_TASK TO COMPLETE_.
Give back the data in full, with every line exact.

(Extracted records)

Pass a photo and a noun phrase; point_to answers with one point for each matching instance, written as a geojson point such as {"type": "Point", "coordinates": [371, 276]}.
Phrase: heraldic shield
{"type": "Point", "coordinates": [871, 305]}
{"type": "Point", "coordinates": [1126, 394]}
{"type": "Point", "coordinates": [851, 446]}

_EXERCISE OUTPUT_.
Pass a photo and a noun phrase; point_to answers with one point for each matching instance, written as a geojson point such as {"type": "Point", "coordinates": [371, 276]}.
Phrase: heraldic shield
{"type": "Point", "coordinates": [871, 305]}
{"type": "Point", "coordinates": [1126, 394]}
{"type": "Point", "coordinates": [851, 446]}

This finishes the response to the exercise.